Stated exercise> Format the entries below as a Markdown table with the columns Row and Line. Begin at the line containing "Acting as a detector, search for player's hand.", stop after the line containing "[259,513,302,556]", and omit blank lines.

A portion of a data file
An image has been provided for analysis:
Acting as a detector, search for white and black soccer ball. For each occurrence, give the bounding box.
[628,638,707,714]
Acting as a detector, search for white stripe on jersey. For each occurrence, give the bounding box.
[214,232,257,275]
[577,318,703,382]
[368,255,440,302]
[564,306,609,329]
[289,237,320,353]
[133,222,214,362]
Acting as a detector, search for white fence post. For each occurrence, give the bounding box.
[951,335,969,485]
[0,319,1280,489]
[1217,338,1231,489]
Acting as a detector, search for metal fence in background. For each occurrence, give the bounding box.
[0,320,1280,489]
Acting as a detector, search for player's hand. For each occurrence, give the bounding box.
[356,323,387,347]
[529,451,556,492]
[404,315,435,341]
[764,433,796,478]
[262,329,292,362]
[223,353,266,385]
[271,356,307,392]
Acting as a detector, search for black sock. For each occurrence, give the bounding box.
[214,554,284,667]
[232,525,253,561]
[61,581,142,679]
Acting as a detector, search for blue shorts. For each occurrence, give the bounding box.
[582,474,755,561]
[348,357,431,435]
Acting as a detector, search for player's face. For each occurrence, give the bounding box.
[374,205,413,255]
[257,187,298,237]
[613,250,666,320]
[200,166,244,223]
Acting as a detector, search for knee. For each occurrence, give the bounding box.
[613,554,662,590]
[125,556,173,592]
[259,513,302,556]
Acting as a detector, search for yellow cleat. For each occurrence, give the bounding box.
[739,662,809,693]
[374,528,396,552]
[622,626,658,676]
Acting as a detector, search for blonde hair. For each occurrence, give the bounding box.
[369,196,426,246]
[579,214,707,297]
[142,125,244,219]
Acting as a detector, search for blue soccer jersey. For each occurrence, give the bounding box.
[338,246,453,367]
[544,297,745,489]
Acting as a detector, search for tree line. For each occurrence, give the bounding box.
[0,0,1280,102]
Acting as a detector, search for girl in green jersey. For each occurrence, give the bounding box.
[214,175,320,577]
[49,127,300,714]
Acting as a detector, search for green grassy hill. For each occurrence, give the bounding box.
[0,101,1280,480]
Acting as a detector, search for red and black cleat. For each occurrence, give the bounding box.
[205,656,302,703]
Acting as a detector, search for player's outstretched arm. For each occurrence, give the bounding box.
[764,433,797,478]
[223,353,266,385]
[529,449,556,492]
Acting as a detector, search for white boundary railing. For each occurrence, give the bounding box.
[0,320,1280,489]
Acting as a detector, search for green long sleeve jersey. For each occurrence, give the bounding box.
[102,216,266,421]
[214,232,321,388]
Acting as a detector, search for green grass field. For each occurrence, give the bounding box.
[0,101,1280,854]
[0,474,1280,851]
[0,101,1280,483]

Result of this task>
| Row | Line |
|---|---|
| 1 | Acting as a detector, search for player's hand. For each occurrence, give the bounding box. |
| 2 | [356,323,387,347] |
| 3 | [529,451,556,492] |
| 4 | [404,315,435,341] |
| 5 | [764,433,796,478] |
| 6 | [262,329,292,362] |
| 7 | [223,353,266,385] |
| 8 | [271,356,307,392] |
| 9 | Acting as a detector, search for black sock. For each occurrence, give the bounding box. |
| 10 | [214,554,284,667] |
| 11 | [232,525,253,561] |
| 12 | [61,581,142,679] |
| 13 | Acting as a detector, search for blue shorts. For each occurrence, give the bounding box. |
| 14 | [582,474,755,561] |
| 15 | [348,357,431,435] |
| 16 | Acting as a detector, search for player's face. For each occurrence, give the bounding box. |
| 17 | [374,205,413,255] |
| 18 | [257,187,298,237] |
| 19 | [613,250,666,320] |
| 20 | [200,166,244,223] |
| 21 | Acting as a detector, search for knee. For each occurrence, give the bounding box. |
| 22 | [613,554,662,590] |
| 23 | [125,556,173,592] |
| 24 | [259,513,302,556] |